INSTRUCTIONS TO FOLLOW:
The data below is to be copied exactly, line by line.

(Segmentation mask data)

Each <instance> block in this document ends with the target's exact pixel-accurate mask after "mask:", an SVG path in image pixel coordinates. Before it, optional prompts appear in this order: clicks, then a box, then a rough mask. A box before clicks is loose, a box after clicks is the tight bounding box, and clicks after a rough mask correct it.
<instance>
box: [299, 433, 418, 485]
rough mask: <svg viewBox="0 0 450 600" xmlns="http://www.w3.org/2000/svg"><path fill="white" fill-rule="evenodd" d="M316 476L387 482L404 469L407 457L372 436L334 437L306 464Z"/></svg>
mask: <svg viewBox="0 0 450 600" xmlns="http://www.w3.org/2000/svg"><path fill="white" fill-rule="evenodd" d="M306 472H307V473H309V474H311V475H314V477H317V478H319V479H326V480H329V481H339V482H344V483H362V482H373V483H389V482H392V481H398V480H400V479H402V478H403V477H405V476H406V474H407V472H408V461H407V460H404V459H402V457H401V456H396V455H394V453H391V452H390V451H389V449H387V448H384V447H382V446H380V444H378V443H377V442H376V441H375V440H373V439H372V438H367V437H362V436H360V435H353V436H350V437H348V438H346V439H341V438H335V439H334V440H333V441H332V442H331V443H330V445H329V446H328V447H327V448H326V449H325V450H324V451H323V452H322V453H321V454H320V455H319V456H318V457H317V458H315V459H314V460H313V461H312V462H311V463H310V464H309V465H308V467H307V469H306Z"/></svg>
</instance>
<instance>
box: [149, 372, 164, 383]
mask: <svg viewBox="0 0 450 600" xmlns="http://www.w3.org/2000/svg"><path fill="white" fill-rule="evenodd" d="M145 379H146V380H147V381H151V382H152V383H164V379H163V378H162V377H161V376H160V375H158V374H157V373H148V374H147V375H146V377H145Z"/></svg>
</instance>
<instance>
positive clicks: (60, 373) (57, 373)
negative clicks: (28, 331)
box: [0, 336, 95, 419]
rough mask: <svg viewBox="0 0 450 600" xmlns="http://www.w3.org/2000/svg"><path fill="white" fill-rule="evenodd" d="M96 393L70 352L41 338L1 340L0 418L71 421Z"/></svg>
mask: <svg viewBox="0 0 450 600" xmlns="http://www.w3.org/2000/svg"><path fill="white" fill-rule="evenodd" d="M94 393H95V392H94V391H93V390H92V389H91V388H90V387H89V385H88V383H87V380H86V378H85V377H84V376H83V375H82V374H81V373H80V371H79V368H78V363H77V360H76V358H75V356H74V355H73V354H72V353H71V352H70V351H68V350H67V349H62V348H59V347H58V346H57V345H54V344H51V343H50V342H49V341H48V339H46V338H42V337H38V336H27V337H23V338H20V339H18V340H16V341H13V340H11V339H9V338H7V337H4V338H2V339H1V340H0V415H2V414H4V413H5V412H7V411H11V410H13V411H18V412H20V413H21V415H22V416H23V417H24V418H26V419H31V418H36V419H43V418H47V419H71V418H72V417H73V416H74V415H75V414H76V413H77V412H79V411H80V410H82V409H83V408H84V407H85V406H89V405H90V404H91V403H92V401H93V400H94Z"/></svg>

OUTPUT FOR THIS TASK:
Each <instance> block in this document ends with the target's exact pixel-accurate mask after "mask:", an SVG path in image pixel coordinates. Before it, optional prompts appear in this order: clicks, then a box, then a rough mask. A box before clicks is loose, a box after clicks is the tight bounding box, and clicks after a rough mask correct it.
<instance>
box: [299, 433, 418, 485]
rough mask: <svg viewBox="0 0 450 600" xmlns="http://www.w3.org/2000/svg"><path fill="white" fill-rule="evenodd" d="M316 476L387 482L404 469L407 457L372 436L334 437L306 464Z"/></svg>
mask: <svg viewBox="0 0 450 600" xmlns="http://www.w3.org/2000/svg"><path fill="white" fill-rule="evenodd" d="M306 472H307V473H309V474H311V475H314V477H317V478H319V479H326V480H329V481H339V482H344V483H362V482H373V483H389V482H392V481H398V480H400V479H402V478H403V477H405V476H406V474H407V472H408V461H407V460H404V459H402V457H401V456H396V455H394V453H391V452H390V451H389V449H387V448H384V447H382V446H380V444H378V443H377V442H376V441H375V440H373V439H372V438H367V437H362V436H360V435H353V436H350V437H348V438H346V439H341V438H335V439H334V440H333V441H332V442H331V443H330V445H329V446H328V447H327V448H326V449H325V450H324V451H323V452H322V453H321V454H320V455H319V456H318V457H317V458H315V459H314V460H313V461H312V462H311V463H310V464H309V465H308V467H307V469H306Z"/></svg>
</instance>
<instance>
box: [149, 372, 164, 383]
mask: <svg viewBox="0 0 450 600" xmlns="http://www.w3.org/2000/svg"><path fill="white" fill-rule="evenodd" d="M145 379H146V380H147V381H151V382H152V383H164V379H163V378H162V377H161V376H160V375H158V374H157V373H148V374H147V375H146V377H145Z"/></svg>
</instance>
<instance>
positive clicks: (60, 373) (57, 373)
negative clicks: (28, 331)
box: [0, 336, 95, 419]
rough mask: <svg viewBox="0 0 450 600" xmlns="http://www.w3.org/2000/svg"><path fill="white" fill-rule="evenodd" d="M96 393L70 352L41 338L1 340L0 418L71 421Z"/></svg>
mask: <svg viewBox="0 0 450 600" xmlns="http://www.w3.org/2000/svg"><path fill="white" fill-rule="evenodd" d="M94 393H95V392H94V391H93V390H92V389H91V388H90V387H89V385H88V383H87V380H86V378H85V377H84V376H83V375H82V374H81V373H80V371H79V368H78V363H77V360H76V358H75V356H74V355H73V354H72V353H71V352H70V351H68V350H67V349H62V348H59V347H58V346H57V345H54V344H51V343H50V342H49V341H48V339H46V338H42V337H38V336H27V337H23V338H20V339H18V340H16V341H13V340H11V339H9V338H7V337H4V338H2V339H1V340H0V415H2V414H4V413H5V412H7V411H11V410H13V411H18V412H20V413H21V415H22V416H23V417H24V418H26V419H31V418H36V419H43V418H47V419H71V418H72V417H73V416H74V415H75V414H76V413H77V412H79V411H80V410H82V409H83V408H84V407H85V406H89V405H90V404H91V403H92V401H93V400H94Z"/></svg>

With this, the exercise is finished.